# YOUR INSTRUCTIONS
Decide whether each statement agrees with the excerpt below on evaluating statistics for search clauses, answering yes or no and quoting the deciding words of the excerpt: (a) When a search value is implemented as a structure, the optimizer builds its printable representation for the trace output. (b) The message "equal to a single row (1st or last) -use endsingleSC" means that only one step matched the constant, at the beginning or the end of the distribution page. (c) The excerpt counts varbinary among the atomic datatypes.

# EXTRACT PROVIDED
------------------------------------------------------------
Evaluating Statistics for Search Clauses

For search clauses, the optimizer can look up specific values on the distribution page, if these values are known at compile time. In this case, it first identifies the distribution page and the number of steps with the following trace output:

Qualifying stat page; pgno: page_number steps: steps

For atomic datatypes (datatypes such as tinyint, smallint, int, char, varchar, binary, and varbinary, which are not internally implemented as structures), it prints the constant value the search argument supplied to the optimizer. It looks like this:

Search value: constant_value

If the value is implemented as a structure, the following message is output to indicate that the optimizer does not waste time building the structure's printable representation:

*** CAN'T INTERPRET ***

Distribution Page Value Matches

If an exact match is found on the distribution page, the following message is printed:

Match found on statistics page

This is followed by information pertaining to the number and location of step values found on the distribution page. Since the optimizer knows approximately how many rows exist between step values, it uses this information to estimate how many logical I/Os would be performed for this clause. To indicate this information, one of the following messages is displayed:

equal to several rows including 1st or last -use endseveralSC

This indicates that several steps matched the constant and that they were found either at the beginning or at the end of the distribution page.

equal to a single row (1st or last) -use endsingleSC

This indicates that only one step matched the constant and it was found either at the beginning or at the end of the distribution page.

equal to several rows in middle of page -use midseveralSC

This indicates that several steps matched the constant and that they were found in the middle of the distribution page.

equal to single row in middle of page -use midsingleSC

This indicates that several steps matched the constant and that they were found in the middle of the distribution page.
------------------------------------------------------------
# EXCERPTED DATA
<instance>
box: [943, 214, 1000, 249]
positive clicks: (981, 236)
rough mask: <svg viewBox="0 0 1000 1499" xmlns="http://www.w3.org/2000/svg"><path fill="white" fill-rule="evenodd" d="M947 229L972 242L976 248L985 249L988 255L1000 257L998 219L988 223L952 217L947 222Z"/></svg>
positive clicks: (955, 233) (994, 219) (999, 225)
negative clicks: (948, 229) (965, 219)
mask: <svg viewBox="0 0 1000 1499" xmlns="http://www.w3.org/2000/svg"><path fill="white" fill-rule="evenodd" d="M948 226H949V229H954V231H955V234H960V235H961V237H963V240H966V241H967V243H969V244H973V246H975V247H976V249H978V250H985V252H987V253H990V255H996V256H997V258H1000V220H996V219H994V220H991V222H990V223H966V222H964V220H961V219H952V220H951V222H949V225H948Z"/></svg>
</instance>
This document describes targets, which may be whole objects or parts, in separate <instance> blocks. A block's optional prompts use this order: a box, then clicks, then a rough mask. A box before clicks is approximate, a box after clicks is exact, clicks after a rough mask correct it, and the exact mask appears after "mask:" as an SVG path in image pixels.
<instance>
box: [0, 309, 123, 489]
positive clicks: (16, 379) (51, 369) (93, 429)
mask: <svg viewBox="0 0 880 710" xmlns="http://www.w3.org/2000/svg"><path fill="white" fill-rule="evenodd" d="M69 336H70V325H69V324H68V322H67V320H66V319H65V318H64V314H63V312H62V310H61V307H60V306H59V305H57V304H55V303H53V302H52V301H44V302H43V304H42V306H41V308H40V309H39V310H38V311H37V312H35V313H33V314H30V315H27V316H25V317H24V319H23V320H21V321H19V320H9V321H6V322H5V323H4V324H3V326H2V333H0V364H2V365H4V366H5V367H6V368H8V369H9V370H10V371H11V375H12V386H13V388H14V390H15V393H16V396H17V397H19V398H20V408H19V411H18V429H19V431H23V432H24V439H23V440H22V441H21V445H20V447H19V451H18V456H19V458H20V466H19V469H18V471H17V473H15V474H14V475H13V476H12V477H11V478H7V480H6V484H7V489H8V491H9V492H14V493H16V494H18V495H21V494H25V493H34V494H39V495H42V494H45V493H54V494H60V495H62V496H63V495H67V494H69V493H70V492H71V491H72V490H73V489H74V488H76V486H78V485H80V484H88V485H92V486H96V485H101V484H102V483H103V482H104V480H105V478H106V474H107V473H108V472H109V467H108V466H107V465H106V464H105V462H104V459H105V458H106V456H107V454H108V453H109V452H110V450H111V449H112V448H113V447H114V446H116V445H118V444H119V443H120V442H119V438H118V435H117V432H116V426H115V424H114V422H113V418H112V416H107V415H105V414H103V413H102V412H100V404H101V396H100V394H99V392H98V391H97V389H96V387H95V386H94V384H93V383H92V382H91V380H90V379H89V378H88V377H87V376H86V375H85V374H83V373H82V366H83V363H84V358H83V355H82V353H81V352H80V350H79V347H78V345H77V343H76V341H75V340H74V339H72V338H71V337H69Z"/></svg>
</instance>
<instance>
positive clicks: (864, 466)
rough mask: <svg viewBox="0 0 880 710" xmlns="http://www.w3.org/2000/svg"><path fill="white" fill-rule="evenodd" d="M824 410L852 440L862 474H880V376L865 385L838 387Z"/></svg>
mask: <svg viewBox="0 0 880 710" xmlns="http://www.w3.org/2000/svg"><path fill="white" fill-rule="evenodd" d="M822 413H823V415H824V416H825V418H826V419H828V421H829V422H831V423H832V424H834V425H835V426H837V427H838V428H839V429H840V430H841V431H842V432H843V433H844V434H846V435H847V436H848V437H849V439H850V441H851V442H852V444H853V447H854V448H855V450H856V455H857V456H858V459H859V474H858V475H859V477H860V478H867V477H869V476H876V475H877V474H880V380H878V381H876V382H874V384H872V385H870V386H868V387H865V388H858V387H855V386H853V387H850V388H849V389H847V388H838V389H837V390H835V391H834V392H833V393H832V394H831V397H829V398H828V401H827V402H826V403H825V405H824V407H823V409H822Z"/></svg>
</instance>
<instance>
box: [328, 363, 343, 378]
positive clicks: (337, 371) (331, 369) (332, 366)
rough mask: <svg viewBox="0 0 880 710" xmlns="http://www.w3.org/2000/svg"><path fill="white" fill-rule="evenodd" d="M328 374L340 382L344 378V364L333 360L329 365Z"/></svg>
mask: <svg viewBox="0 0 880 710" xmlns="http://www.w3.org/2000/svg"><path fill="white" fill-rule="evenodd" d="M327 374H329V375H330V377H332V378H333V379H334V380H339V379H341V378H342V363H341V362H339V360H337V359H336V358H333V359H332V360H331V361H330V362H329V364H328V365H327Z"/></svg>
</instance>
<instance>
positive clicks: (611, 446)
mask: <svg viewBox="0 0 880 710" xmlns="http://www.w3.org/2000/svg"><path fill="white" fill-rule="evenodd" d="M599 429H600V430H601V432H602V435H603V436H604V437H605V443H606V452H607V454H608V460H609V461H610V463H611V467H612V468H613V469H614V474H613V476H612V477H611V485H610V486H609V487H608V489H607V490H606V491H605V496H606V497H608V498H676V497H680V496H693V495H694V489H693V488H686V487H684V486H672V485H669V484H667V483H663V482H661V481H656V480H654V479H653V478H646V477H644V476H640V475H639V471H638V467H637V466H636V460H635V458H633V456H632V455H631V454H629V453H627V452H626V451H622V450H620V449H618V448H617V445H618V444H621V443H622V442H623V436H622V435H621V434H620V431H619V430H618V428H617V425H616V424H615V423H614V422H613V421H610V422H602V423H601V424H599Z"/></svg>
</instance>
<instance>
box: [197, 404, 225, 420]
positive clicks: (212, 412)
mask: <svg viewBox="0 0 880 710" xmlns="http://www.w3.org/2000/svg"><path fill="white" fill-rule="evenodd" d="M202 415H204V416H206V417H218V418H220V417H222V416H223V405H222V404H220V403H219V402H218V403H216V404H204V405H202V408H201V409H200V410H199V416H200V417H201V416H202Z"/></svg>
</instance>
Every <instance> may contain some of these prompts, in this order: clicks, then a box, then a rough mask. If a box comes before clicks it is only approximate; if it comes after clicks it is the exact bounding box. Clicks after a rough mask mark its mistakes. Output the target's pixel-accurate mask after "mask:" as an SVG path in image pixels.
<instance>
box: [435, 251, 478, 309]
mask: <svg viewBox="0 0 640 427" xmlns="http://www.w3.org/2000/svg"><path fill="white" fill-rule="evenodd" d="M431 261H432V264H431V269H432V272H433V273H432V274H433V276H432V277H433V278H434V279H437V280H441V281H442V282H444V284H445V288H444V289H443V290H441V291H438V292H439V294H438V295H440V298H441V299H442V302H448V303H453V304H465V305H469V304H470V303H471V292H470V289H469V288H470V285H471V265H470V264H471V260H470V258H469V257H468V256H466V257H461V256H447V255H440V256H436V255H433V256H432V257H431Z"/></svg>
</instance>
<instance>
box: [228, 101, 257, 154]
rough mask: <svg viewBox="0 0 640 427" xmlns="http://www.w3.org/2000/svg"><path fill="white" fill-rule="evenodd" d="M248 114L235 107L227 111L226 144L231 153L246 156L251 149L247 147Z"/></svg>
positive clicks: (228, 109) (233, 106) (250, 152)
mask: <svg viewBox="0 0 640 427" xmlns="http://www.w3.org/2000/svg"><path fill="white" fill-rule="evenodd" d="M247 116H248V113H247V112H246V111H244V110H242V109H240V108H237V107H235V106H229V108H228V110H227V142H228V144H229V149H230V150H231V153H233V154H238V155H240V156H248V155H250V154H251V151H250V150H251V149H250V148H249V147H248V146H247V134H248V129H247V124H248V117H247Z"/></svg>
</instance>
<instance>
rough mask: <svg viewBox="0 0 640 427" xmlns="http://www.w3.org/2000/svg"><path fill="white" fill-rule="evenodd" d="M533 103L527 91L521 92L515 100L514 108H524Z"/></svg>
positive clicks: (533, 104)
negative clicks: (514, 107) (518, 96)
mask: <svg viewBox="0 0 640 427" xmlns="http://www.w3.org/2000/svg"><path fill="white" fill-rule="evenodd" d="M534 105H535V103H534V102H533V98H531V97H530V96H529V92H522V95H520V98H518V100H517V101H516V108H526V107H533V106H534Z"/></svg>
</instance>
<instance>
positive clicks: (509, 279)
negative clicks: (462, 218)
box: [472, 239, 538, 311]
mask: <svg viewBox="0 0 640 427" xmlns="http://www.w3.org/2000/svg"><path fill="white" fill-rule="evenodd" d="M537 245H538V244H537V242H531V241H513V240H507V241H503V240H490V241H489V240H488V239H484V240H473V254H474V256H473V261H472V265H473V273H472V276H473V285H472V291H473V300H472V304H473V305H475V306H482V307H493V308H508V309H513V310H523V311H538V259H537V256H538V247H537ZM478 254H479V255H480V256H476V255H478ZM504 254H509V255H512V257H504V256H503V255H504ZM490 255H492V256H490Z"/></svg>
------------------------------------------------------------
# TASK RESULT
(a) No: "the optimizer does not waste time building the structure's printable representation"
(b) Yes: "only one step matched the constant and it was found either at the beginning or at the end of the distribution page"
(c) Yes: "datatypes such as tinyint, smallint, int, char, varchar, binary, and varbinary, which are not internally implemented as structures"